[Collected data entries]
▬▬▬▬▬▬
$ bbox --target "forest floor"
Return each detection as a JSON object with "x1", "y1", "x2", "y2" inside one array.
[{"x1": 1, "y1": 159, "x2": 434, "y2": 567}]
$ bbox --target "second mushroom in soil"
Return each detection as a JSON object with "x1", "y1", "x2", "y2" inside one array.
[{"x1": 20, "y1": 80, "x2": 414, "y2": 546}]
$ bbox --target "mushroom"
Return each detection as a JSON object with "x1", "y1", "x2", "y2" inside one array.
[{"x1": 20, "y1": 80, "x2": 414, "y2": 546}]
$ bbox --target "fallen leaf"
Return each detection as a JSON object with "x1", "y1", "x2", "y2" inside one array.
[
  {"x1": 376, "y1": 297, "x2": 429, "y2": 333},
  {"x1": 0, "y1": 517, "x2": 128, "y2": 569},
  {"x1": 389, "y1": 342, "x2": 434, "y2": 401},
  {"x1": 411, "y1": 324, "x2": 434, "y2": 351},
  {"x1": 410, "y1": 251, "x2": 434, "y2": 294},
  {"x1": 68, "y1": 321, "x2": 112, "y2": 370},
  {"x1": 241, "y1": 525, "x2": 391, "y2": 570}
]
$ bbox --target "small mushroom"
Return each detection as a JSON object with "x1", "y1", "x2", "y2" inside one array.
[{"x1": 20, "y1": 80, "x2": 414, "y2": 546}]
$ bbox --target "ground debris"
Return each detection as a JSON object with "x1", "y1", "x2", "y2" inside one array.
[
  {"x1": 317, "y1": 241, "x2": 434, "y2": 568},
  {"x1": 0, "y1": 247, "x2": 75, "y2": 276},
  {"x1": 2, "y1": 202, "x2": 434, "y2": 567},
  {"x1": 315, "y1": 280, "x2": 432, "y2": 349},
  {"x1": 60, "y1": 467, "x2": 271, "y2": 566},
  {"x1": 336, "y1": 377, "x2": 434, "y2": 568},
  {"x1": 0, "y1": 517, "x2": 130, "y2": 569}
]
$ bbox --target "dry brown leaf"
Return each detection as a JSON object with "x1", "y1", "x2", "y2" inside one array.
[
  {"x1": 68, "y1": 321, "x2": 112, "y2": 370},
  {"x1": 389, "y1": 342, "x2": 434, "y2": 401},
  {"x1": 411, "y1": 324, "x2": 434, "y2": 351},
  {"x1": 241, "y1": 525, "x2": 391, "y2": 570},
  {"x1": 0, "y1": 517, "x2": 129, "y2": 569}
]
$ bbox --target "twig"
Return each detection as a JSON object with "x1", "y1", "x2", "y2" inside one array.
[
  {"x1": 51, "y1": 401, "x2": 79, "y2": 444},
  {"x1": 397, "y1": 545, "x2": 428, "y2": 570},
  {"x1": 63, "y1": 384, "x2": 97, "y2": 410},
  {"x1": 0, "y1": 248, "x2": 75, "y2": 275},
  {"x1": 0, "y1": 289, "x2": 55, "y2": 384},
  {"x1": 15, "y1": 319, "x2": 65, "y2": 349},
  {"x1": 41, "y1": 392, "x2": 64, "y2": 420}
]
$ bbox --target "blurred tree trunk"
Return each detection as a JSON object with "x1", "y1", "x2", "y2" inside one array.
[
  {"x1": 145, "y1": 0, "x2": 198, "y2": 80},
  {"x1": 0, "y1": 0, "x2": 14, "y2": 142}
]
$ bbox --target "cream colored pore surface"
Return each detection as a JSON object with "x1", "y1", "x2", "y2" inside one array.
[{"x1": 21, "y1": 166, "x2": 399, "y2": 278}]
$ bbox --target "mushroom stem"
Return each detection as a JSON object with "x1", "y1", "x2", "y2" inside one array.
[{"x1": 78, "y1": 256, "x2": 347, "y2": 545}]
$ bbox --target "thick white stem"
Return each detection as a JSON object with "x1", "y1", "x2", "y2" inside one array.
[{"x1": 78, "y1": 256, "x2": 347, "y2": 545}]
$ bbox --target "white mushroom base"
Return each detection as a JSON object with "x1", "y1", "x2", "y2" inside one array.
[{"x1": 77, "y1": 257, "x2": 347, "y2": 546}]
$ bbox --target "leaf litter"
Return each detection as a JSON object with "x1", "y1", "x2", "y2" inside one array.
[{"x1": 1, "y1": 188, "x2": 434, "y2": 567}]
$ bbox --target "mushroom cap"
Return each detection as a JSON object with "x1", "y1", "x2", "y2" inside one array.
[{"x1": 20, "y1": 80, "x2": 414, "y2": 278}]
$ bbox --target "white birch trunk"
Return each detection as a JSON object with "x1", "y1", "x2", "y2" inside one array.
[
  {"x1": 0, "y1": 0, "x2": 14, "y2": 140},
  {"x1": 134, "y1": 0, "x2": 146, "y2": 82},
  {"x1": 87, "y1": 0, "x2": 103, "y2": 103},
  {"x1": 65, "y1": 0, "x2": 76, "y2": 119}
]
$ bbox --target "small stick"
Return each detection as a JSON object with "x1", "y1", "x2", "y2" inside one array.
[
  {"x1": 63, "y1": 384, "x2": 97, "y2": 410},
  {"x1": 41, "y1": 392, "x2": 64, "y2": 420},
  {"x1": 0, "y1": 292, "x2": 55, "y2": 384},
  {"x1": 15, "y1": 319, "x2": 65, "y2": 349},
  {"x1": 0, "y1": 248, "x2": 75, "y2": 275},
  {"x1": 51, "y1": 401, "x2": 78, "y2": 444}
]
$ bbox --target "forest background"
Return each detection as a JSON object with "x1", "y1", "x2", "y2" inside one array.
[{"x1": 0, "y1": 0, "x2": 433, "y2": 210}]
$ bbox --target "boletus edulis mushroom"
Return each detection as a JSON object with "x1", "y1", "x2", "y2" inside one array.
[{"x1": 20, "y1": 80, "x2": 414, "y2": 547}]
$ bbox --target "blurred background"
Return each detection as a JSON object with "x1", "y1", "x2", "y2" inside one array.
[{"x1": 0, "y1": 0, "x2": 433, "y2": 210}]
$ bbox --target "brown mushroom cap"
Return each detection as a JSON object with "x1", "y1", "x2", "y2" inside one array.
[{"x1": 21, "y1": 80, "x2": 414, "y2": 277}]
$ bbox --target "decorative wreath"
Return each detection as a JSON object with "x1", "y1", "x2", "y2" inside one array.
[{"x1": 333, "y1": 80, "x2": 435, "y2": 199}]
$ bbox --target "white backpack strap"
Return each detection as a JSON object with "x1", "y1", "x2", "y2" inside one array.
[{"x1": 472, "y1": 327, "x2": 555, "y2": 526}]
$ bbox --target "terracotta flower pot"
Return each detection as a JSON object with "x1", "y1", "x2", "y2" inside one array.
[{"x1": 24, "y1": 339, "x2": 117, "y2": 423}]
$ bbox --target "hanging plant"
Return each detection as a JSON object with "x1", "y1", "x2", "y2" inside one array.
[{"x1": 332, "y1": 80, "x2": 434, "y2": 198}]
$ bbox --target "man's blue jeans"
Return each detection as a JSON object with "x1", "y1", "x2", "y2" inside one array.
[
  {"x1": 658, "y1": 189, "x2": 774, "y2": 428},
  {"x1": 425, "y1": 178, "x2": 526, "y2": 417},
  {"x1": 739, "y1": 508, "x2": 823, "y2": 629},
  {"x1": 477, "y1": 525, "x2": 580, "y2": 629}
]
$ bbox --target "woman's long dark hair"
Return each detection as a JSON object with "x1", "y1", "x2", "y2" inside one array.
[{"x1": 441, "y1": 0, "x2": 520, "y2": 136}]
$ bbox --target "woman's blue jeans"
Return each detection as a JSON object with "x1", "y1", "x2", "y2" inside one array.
▬▬▬▬▬▬
Across all the entries, how many lines hold the string "small"? Only the number is needed.

2